→ **What the task asks**: Filter the rows below and copy out each line containing the string "baby".
=-=-=-=-=
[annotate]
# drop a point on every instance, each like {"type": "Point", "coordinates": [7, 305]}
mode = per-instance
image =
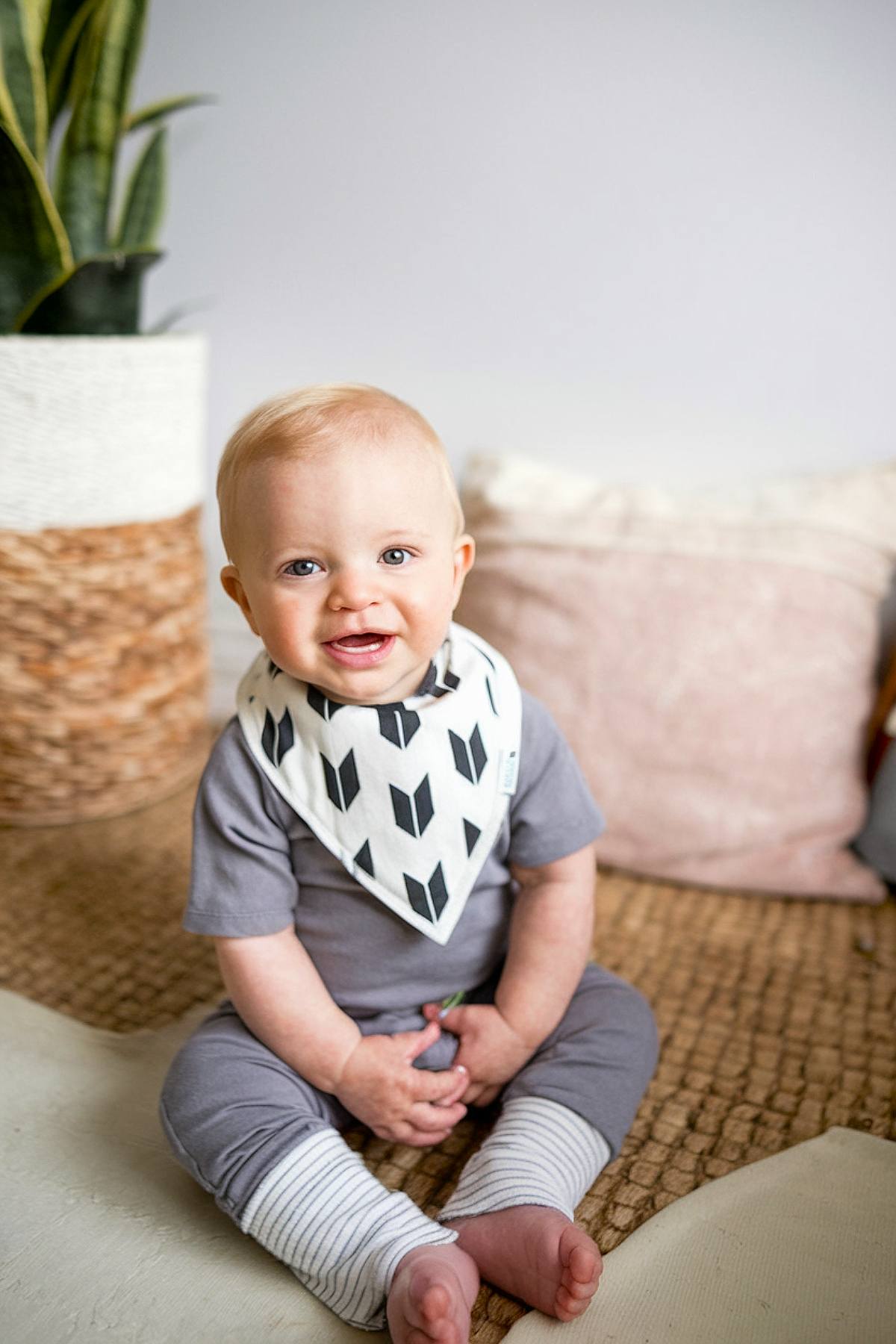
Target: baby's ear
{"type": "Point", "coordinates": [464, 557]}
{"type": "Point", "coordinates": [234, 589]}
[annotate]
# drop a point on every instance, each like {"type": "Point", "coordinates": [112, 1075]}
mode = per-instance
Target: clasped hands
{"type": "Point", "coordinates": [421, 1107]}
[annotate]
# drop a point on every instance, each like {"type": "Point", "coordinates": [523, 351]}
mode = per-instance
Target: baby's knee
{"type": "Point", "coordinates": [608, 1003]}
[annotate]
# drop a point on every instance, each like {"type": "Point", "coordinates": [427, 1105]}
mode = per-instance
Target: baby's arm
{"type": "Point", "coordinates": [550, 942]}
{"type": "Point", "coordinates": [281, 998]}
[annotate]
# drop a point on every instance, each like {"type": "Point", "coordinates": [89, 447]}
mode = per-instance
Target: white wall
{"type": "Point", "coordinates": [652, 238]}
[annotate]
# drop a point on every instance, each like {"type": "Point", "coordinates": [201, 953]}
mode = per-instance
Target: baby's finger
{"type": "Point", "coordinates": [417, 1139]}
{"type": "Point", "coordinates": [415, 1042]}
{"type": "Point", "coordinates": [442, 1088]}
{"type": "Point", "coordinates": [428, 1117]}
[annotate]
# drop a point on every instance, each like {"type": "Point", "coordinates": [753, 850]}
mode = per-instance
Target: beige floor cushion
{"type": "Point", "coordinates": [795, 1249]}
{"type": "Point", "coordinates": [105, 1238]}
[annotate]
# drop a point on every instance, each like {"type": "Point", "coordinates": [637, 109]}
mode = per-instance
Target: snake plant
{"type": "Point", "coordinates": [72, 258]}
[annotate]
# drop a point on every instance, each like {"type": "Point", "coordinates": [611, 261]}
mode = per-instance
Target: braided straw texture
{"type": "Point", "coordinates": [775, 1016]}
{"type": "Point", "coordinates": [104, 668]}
=-=-=-=-=
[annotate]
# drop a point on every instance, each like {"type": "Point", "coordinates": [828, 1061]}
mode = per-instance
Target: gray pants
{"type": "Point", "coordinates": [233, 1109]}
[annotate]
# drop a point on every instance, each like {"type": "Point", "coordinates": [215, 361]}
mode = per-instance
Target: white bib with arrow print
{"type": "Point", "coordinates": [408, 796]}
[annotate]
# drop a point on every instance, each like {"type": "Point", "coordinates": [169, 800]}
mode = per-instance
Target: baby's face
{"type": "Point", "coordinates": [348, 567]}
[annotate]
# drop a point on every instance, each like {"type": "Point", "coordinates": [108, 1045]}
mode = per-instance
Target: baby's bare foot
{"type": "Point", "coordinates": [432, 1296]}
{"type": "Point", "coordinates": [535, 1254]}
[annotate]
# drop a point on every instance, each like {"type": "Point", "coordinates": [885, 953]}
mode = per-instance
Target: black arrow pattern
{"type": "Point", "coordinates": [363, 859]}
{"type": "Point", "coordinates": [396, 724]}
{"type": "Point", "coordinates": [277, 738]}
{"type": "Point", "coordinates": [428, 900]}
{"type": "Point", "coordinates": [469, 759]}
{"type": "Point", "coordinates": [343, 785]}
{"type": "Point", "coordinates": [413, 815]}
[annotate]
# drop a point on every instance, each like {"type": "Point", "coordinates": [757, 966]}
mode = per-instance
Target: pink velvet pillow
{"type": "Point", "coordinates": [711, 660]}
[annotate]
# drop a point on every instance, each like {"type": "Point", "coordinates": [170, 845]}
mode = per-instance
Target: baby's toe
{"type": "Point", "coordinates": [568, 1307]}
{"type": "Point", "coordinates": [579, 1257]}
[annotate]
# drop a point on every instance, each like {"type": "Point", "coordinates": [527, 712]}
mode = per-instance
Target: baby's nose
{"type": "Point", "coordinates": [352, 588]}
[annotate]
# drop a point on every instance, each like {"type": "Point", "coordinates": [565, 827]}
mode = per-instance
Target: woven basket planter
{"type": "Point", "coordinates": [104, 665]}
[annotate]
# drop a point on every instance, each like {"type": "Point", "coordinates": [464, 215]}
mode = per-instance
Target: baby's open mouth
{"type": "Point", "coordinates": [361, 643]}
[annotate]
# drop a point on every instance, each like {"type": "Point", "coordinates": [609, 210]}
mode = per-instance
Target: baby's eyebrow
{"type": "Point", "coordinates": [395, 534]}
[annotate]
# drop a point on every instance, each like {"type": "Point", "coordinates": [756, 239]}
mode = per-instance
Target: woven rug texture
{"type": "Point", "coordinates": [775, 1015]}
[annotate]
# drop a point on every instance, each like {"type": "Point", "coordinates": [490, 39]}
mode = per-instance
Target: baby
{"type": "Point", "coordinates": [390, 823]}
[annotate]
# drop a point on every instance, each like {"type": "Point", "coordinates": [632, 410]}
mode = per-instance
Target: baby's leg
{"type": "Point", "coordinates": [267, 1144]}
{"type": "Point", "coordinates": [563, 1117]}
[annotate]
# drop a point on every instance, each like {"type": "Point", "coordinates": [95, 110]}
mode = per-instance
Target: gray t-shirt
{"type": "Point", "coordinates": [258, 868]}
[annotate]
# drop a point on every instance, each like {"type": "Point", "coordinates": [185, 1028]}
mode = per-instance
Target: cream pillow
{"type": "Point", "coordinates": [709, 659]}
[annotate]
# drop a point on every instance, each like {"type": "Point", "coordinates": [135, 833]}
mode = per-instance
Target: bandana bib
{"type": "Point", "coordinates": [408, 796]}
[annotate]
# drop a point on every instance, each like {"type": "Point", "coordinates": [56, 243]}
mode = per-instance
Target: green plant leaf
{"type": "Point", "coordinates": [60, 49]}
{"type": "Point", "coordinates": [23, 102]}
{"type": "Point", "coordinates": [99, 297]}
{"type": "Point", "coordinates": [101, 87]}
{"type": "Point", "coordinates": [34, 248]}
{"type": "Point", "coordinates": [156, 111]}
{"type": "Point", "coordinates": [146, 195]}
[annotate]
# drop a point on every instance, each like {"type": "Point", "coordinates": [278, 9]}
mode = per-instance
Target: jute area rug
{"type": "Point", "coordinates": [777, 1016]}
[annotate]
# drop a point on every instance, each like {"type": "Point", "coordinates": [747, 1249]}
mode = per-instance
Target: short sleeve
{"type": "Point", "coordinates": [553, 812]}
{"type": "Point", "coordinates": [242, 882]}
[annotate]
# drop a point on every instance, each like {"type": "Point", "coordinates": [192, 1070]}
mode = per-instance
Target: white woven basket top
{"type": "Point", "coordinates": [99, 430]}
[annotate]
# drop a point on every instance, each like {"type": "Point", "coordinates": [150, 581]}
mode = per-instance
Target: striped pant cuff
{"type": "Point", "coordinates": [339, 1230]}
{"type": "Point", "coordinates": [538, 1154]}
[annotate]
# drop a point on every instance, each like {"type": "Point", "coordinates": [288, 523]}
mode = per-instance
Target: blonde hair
=-=-=-=-=
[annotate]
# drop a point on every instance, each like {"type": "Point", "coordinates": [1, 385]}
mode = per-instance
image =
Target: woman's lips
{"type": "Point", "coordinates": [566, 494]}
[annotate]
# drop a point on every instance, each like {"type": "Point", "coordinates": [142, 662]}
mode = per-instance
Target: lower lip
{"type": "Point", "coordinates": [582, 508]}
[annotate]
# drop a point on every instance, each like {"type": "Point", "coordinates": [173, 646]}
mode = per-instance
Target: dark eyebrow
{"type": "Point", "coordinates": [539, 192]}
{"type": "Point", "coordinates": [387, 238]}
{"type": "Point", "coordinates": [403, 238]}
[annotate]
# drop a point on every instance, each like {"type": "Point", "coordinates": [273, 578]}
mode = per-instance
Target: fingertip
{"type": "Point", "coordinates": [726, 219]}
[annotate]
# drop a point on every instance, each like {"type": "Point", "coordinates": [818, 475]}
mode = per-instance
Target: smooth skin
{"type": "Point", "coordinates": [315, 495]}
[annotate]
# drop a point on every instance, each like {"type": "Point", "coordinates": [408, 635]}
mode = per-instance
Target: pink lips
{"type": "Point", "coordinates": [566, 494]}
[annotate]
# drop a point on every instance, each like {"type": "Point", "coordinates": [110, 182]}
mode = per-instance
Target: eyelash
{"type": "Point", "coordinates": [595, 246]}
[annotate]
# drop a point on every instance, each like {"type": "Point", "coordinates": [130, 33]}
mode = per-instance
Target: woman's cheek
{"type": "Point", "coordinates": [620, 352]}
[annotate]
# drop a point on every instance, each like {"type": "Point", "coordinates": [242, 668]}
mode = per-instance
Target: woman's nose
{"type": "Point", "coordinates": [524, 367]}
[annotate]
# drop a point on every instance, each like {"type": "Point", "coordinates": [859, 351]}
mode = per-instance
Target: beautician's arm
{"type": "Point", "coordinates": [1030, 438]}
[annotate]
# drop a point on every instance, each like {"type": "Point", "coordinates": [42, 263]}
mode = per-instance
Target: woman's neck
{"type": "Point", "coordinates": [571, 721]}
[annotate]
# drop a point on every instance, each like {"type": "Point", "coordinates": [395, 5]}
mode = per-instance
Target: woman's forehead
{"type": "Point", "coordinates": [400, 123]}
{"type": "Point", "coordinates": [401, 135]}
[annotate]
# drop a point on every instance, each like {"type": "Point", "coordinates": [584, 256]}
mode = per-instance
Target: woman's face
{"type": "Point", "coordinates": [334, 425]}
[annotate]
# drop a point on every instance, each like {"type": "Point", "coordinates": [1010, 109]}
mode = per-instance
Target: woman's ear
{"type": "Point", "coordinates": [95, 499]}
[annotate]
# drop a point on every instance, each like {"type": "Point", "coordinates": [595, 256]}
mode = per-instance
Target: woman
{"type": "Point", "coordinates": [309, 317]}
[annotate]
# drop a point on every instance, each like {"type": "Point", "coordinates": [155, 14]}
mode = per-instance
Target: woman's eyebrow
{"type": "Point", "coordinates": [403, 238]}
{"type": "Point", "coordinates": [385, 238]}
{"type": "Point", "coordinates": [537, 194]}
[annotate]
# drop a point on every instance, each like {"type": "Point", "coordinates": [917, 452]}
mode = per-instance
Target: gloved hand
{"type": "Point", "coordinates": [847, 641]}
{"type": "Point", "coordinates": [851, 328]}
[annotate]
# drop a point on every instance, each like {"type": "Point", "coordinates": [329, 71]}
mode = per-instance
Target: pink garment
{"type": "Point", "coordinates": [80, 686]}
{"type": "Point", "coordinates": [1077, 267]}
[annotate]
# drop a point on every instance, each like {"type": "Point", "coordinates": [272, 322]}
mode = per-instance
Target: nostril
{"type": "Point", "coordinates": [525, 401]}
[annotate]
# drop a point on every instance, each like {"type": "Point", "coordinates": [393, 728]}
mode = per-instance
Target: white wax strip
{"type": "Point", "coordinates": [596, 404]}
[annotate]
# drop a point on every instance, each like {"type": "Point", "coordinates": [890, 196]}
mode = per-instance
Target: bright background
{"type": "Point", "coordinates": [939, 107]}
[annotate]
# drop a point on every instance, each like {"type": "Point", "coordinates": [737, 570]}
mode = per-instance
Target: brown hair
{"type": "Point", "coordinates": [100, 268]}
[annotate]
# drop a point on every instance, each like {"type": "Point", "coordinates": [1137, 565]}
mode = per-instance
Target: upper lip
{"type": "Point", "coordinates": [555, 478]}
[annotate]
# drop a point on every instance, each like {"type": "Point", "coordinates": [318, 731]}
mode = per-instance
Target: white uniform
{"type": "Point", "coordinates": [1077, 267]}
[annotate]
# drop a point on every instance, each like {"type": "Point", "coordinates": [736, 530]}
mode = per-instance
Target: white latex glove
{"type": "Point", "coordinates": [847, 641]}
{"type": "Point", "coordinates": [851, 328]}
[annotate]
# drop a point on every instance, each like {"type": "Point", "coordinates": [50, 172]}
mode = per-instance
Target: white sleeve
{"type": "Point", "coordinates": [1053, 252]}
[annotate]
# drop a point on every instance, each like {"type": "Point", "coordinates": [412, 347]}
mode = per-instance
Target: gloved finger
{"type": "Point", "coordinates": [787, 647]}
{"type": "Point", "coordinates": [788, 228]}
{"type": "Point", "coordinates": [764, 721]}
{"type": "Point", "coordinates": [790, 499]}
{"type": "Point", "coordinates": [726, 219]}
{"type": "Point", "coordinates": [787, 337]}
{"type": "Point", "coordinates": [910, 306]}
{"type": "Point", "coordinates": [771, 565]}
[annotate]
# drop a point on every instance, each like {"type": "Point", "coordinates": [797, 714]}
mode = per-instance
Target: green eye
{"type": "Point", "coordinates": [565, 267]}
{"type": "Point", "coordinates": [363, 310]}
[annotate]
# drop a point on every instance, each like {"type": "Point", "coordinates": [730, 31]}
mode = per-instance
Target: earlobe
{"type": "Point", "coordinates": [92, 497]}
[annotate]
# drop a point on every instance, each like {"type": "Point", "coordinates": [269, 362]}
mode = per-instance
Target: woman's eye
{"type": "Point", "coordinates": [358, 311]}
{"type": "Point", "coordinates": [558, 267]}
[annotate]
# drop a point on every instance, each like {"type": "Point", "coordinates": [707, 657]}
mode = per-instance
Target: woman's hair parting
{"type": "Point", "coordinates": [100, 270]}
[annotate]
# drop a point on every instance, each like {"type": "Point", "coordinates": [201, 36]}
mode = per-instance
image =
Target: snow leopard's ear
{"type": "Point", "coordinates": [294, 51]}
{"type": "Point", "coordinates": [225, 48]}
=-=-=-=-=
→ **Reply**:
Target: baby's ear
Target: baby's knee
Target: baby's arm
Target: baby's finger
Target: baby's face
Target: baby's bare foot
Target: baby's toe
Target: baby's nose
Target: baby's open mouth
Target: baby's eyebrow
Target: baby
Target: baby's leg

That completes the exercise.